■ **Exercise description**
Write the entries out exactly. Any images they hold stay out of the copy.

■ **Information provided**
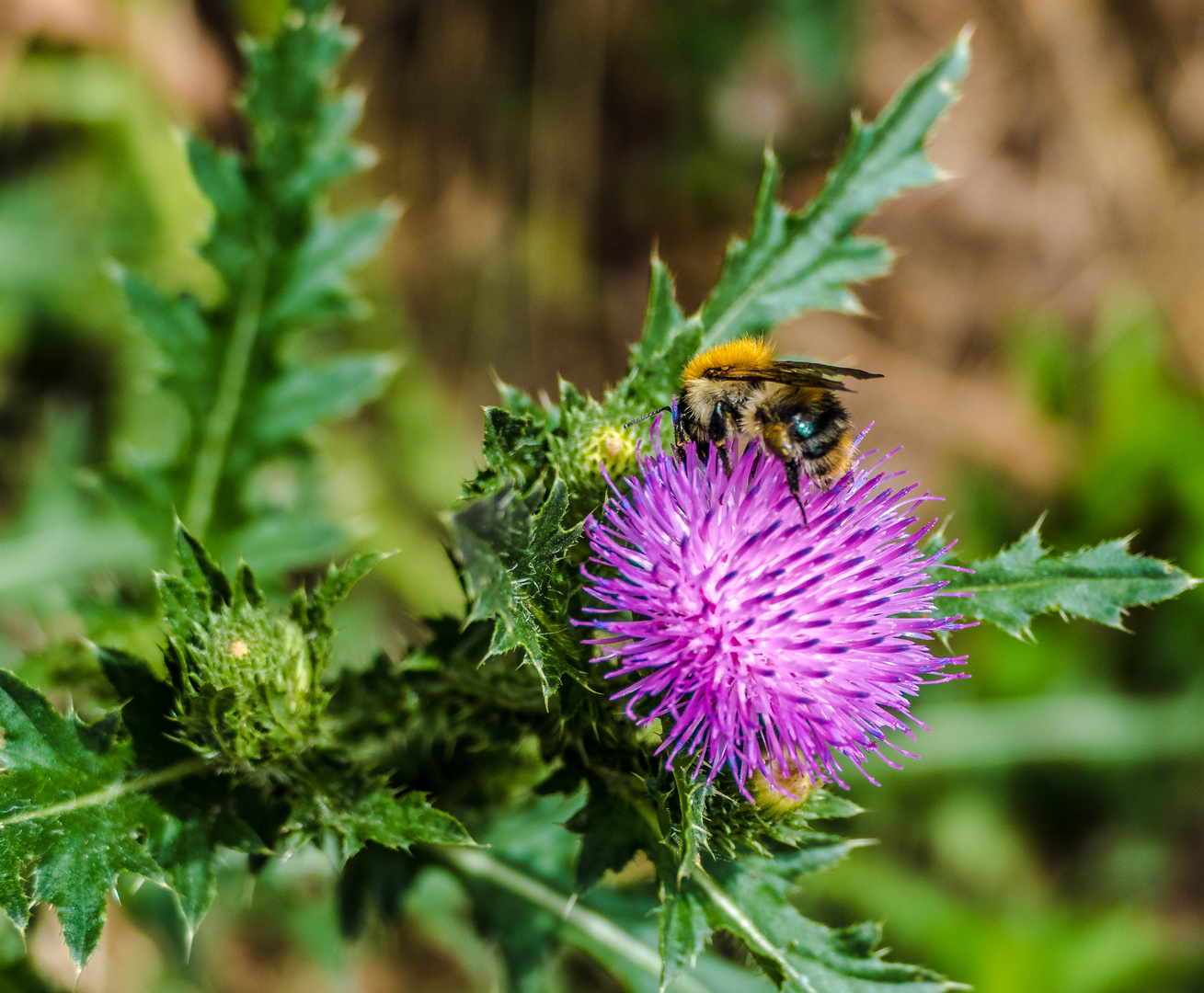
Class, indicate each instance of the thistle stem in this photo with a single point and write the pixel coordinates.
(477, 863)
(137, 785)
(211, 458)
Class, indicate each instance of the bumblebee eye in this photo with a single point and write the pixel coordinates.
(803, 428)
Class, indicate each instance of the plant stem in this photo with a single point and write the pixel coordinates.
(137, 785)
(747, 930)
(476, 862)
(211, 458)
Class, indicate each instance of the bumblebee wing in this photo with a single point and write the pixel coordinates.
(792, 374)
(829, 371)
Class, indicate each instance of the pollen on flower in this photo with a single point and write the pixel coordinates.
(763, 645)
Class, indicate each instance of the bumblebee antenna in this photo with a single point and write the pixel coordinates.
(637, 420)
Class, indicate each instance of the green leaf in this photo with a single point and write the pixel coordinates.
(509, 563)
(315, 284)
(684, 931)
(669, 342)
(615, 824)
(751, 902)
(308, 395)
(1027, 579)
(515, 451)
(178, 329)
(377, 877)
(693, 795)
(377, 816)
(287, 264)
(803, 261)
(74, 815)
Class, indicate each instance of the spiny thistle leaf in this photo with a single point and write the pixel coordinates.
(376, 815)
(74, 815)
(1027, 579)
(751, 902)
(792, 263)
(795, 263)
(510, 564)
(287, 266)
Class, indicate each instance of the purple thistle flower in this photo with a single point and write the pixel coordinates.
(763, 645)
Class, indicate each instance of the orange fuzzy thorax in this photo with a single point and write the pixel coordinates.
(743, 353)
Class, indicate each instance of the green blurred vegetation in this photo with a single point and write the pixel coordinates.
(1054, 837)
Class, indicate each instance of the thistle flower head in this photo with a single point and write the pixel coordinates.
(763, 645)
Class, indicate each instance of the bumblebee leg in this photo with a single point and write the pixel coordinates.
(724, 458)
(792, 482)
(679, 439)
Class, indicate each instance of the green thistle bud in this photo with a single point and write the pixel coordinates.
(250, 696)
(610, 447)
(783, 795)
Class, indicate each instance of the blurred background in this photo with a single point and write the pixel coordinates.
(1041, 336)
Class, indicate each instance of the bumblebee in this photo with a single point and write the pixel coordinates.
(740, 389)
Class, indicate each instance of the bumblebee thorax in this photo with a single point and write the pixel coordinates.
(743, 353)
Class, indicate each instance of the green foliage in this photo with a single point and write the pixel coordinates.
(510, 560)
(805, 261)
(252, 395)
(75, 815)
(1097, 584)
(233, 750)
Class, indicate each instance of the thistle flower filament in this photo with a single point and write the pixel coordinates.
(760, 645)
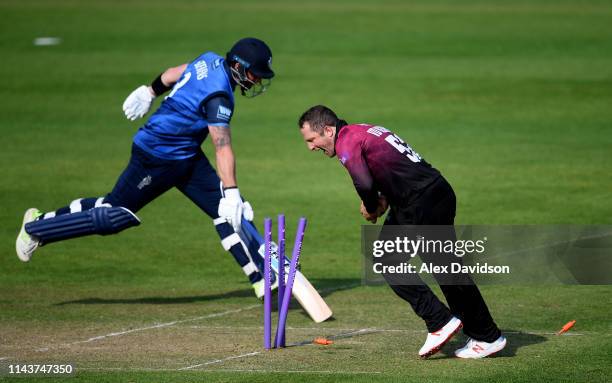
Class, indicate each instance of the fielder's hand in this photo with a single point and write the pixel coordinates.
(231, 208)
(137, 104)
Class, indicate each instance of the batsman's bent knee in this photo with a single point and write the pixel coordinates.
(99, 220)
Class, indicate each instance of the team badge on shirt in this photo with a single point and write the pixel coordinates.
(224, 113)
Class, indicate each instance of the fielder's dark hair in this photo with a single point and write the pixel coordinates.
(320, 116)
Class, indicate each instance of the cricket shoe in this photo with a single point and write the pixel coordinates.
(474, 349)
(437, 339)
(26, 244)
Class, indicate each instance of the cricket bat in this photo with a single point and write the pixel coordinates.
(305, 293)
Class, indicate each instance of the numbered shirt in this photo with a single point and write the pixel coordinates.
(203, 96)
(380, 161)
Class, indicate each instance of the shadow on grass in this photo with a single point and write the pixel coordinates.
(326, 287)
(515, 340)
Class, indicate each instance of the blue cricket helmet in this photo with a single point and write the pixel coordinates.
(255, 57)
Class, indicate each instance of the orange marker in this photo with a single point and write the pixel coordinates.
(322, 341)
(567, 326)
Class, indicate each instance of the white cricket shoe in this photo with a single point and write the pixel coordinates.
(475, 349)
(26, 244)
(437, 339)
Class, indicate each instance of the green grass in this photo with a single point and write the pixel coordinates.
(511, 101)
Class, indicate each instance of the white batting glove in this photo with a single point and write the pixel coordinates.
(137, 104)
(231, 208)
(247, 211)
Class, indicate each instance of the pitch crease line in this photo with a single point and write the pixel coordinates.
(220, 360)
(152, 327)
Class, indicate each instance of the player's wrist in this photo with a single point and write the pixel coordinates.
(232, 192)
(158, 87)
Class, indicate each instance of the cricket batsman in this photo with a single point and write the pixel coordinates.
(166, 153)
(388, 173)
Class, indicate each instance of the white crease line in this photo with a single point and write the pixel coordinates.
(323, 372)
(159, 325)
(373, 329)
(168, 324)
(220, 360)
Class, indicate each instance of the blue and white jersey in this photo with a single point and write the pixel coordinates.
(203, 96)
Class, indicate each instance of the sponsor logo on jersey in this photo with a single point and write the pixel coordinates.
(224, 113)
(201, 69)
(145, 182)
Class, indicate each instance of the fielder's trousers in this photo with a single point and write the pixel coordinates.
(436, 206)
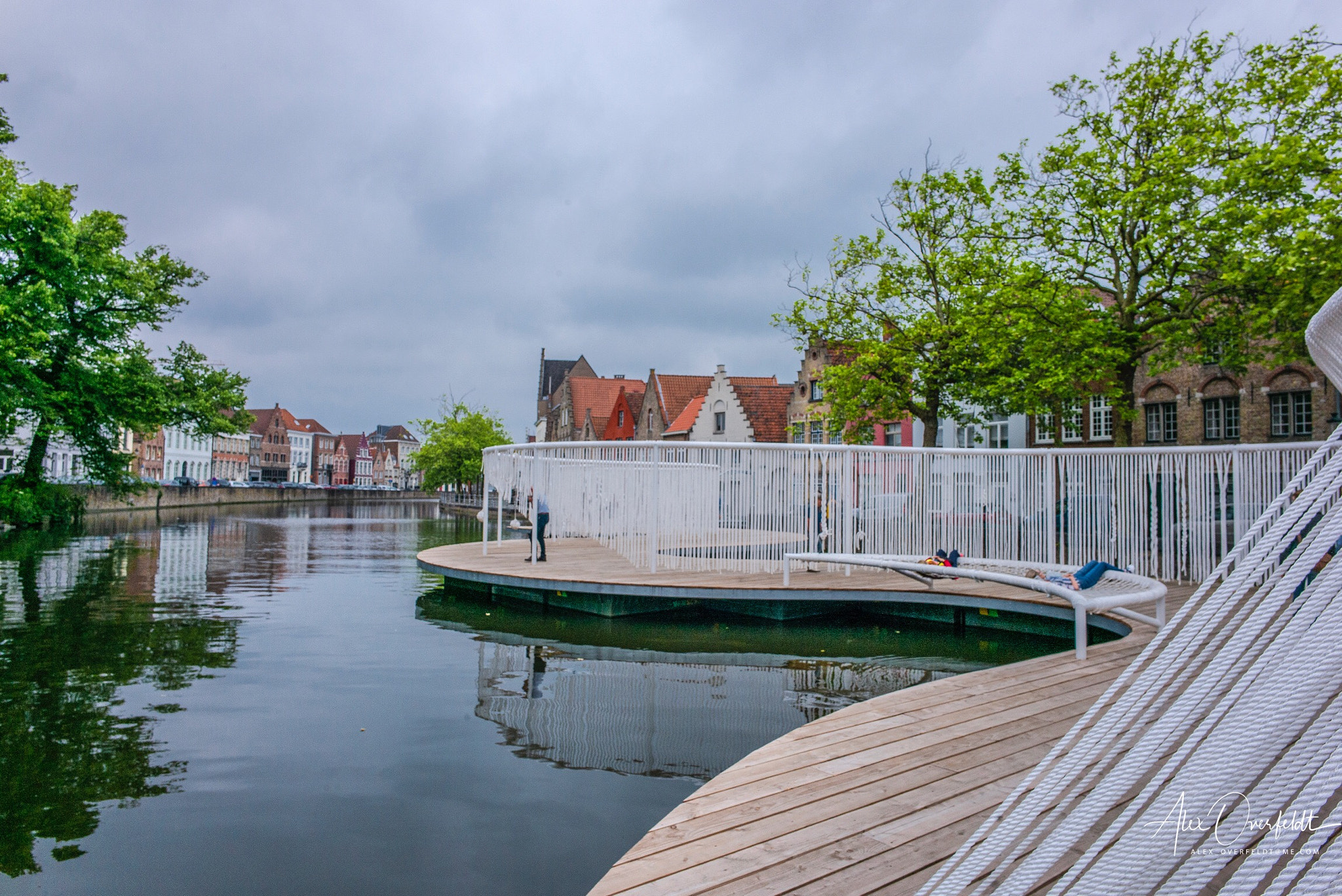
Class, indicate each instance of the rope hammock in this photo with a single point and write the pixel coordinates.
(1115, 592)
(1214, 764)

■ **Solved exercise**
Class, indicate each instance of the thistle stem in this photo with a single point and write the pixel coordinates.
(477, 863)
(137, 785)
(211, 458)
Class, indicate each instance of the bumblebee eye in this photo with a single point and write the pixel coordinates.
(803, 428)
Class, indicate each instance of the plant stem in this photo with a single point and write the pixel coordinates.
(137, 785)
(747, 930)
(476, 862)
(211, 458)
Class, indicate each instance of the bumblebee wing in this photo with a single point and write the pixel coordinates.
(792, 374)
(829, 371)
Class, indicate each instance of the pollen on flower in this photo with a single point and write the pixel coordinates.
(763, 645)
Class, indicate each instance of the bumblebee antenna in this photo with a single point and write the pixel coordinates.
(637, 420)
Class, indicate each instance of the green leaf in this photo with a single point and write the pixel coordinates.
(509, 563)
(315, 284)
(684, 931)
(669, 342)
(615, 824)
(751, 902)
(308, 395)
(1027, 579)
(515, 451)
(178, 329)
(377, 877)
(693, 795)
(377, 816)
(287, 264)
(803, 261)
(74, 815)
Class, indicate each instance of the spiny thistle leaf in this photo with a single point and write the pixel coordinates.
(376, 815)
(74, 815)
(1027, 579)
(751, 902)
(792, 263)
(795, 263)
(510, 564)
(287, 266)
Class, indicate each instance of the purple thistle flower in this photo with a single point and write the pixel coordinates.
(763, 645)
Class, indicate each instance of the orange fuzzy thorax in this photo with a single point and write the pixel coordinates.
(743, 353)
Class, indicate each instance of the green blurred vegetation in this photo with a single point and write the pixel coordinates.
(1054, 837)
Class, indicate each instance of the thistle flower head in this photo with a single point and write the pixel coordinates.
(763, 645)
Class, indicate each instance of the bumblebee leg in this photo with a single point and write the pixel coordinates.
(724, 458)
(792, 482)
(679, 439)
Class, indicate each instance of the green thistle bud in this photo with a single point and write the pixel coordinates.
(250, 696)
(610, 447)
(783, 795)
Class, indicate each instance of the blurred background in this photo with a single point and write the pixel coordinates.
(1041, 336)
Class, indicate each instance of the bumblebee in this photo with a single point and write the pixel coordinates.
(740, 389)
Class, indicate each instance of the bumblebee thorax in this photo with a single point and write the pixel coordinates.
(743, 353)
Class, indicate each instance of the green foliage in this photo with a single point and write the pixel coordinates.
(510, 560)
(805, 261)
(252, 395)
(75, 815)
(1097, 584)
(233, 750)
Class, indicate each instance of the thistle flower filament in this photo with a single point and write the pixel coordinates.
(760, 645)
Class, indicate each instance of the fielder's hand in this photo with a single point and write the pixel coordinates.
(231, 208)
(137, 104)
Class, indicate each instance of the batsman's bent knee in this photo with a single point and write the pixel coordinates.
(99, 220)
Class, indicate each instance of the team badge on shirt in this photo with a single point and write the pixel coordinates.
(224, 113)
Class, indicate each instance of the fielder's dark hair in this photo with a single point and write the pixel coordinates.
(320, 116)
Class, indicate each instance of the cricket shoe in this photo with a single point and write the pixel coordinates.
(474, 349)
(437, 339)
(26, 244)
Class, indicate each instance of the cricket bat in this photo with a single point and write the pixel coordinates.
(305, 293)
Class, indicate each instance of the numbered shirt in this photo with a single point and write the pixel coordinates.
(203, 96)
(380, 161)
Class, indicate each instance of the shadow on grass in this photo with a single point and write the pixel coordinates.
(326, 287)
(515, 340)
Class, indicate each instance of the blue cricket helmet in this photo with a single point and write the pixel coordinates.
(255, 57)
Class, indicate each instance of the orange marker in this photo with a single point and write the pixel coordinates.
(322, 341)
(567, 326)
Class, indicate each instance of the white cricket shoe in this photo with a single point and write the pixel coordinates.
(475, 349)
(26, 244)
(437, 339)
Class, indicate each instance of the green grass in this photo with a single point and write the pixel coordinates.
(511, 101)
Class, indicate each instance of the white batting glove in this photo with a single point and write the pixel coordinates.
(137, 104)
(231, 208)
(247, 211)
Class, indicate each instance of the pitch crease line in this photo with a single point and write the pixel coordinates.
(220, 360)
(152, 327)
Class, indicate each instance of the player's wrist in this photo with a single point and write the pixel coordinates.
(232, 192)
(158, 87)
Class, indicate each instance of the cricket batsman in this photo with a single point and write the pixel coordinates.
(166, 153)
(388, 173)
Class, indicate each instance of the white crease line in this photo with a single point and write the pixel coordinates.
(323, 372)
(159, 325)
(373, 329)
(168, 324)
(220, 360)
Class, indicate each instance of the blue and white jersey in this photo with a single point and write the pixel coordinates.
(203, 96)
Class, indicate each instance of the sponsor logo on jersey in this photo with a single point and write the pixel coordinates.
(224, 113)
(201, 69)
(145, 182)
Class, indicate each instance of the fielder's trousers in this photo with a single point and write the pixel coordinates.
(436, 206)
Class, indicate each instance of the rope hammock in this photo with a single point and write the pixel coordinates.
(1115, 592)
(1214, 764)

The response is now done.